• _YOUR OBJECTIVE_
Below are lines of data, and only some are wanted. Please repeat exactly those from the line that has "Phrase: truck grille" through the line that has "Phrase: loader arm".

• _GIVEN INFORMATION_
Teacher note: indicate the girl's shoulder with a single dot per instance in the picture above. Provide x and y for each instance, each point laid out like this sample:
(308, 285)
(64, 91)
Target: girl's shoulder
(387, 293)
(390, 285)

==

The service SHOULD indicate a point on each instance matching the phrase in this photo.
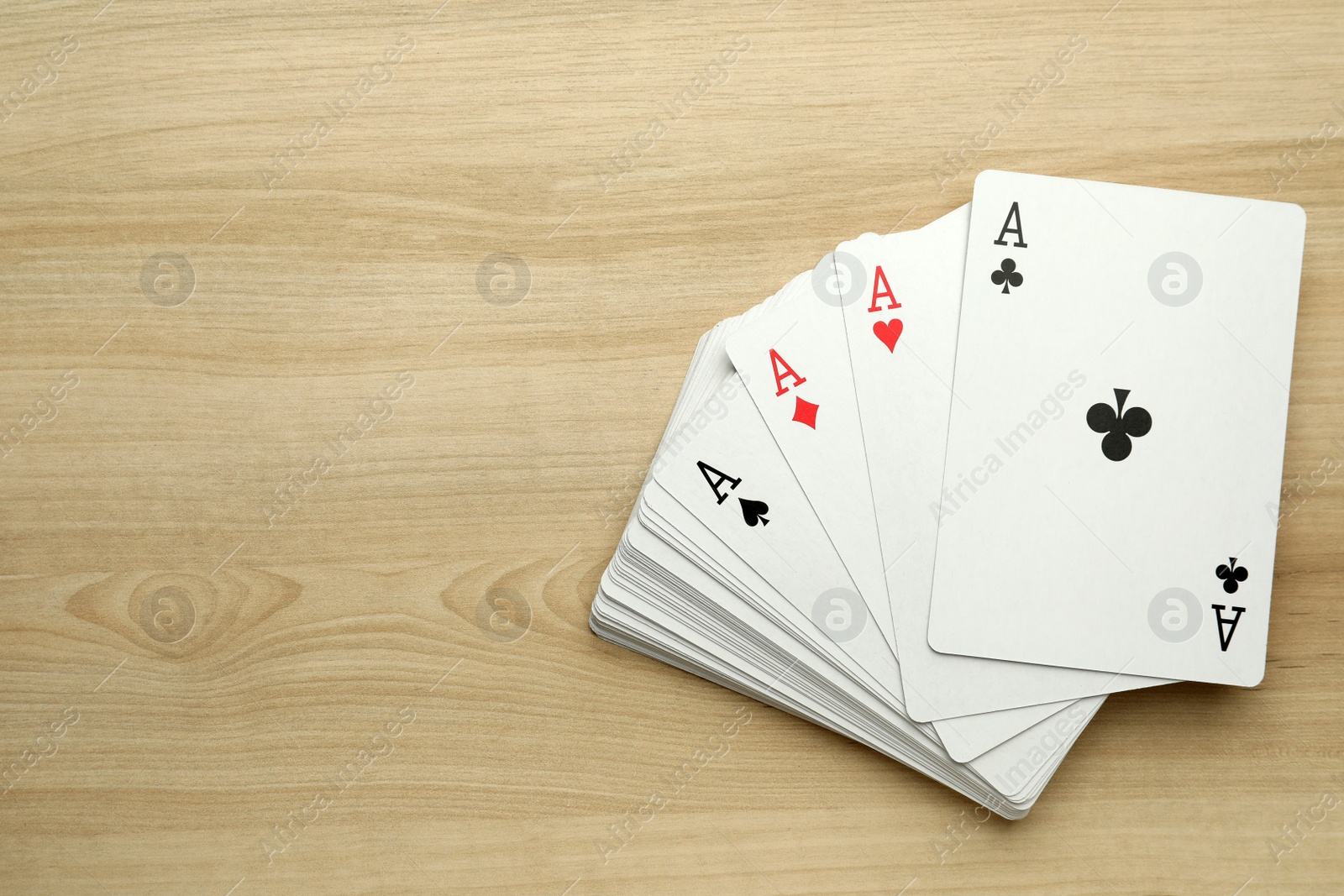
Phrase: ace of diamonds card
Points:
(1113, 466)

---

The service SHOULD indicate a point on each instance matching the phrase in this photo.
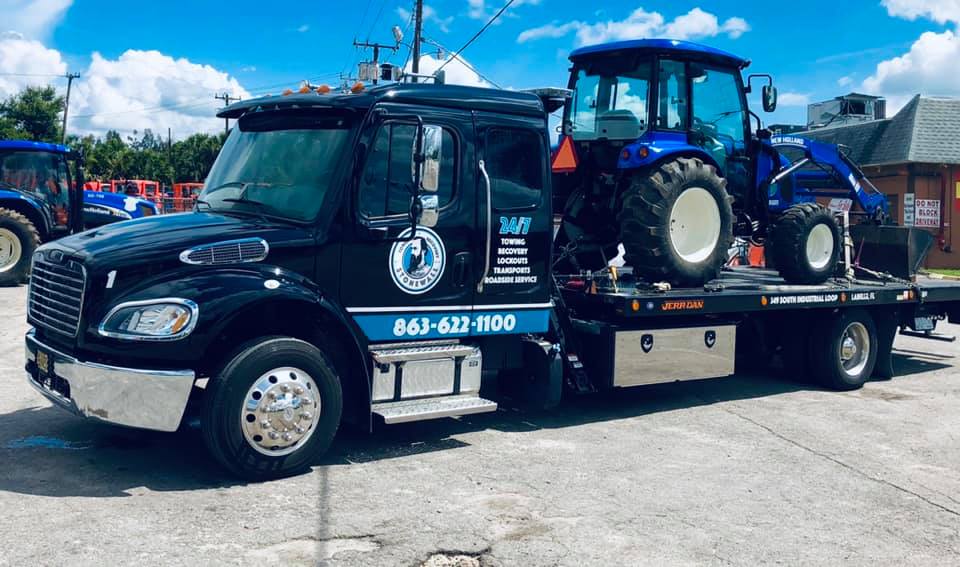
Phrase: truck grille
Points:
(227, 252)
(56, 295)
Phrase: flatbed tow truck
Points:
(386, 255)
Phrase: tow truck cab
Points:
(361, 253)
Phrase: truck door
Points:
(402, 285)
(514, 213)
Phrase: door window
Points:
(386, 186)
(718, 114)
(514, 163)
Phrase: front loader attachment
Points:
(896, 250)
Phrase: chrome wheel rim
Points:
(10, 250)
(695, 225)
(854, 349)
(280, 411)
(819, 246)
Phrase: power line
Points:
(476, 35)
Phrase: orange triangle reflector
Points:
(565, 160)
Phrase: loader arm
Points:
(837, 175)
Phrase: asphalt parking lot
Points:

• _YOUR RESPONSE_
Phrase: truck grille
Points:
(227, 252)
(56, 295)
Phrase: flatbed tow truck
Points:
(386, 255)
Phrase: tow truck cab
Points:
(361, 253)
Phrase: truck door
Points:
(402, 285)
(514, 213)
Phrase: door window
Points:
(386, 186)
(718, 114)
(514, 163)
Phrase: front loader attachment
Points:
(896, 250)
Phrase: chrome wheel rim
Points:
(10, 250)
(695, 225)
(854, 349)
(280, 411)
(819, 246)
Phrase: power line
Points:
(476, 35)
Phrase: orange triangle reflector
Points:
(565, 160)
Phrase: loader arm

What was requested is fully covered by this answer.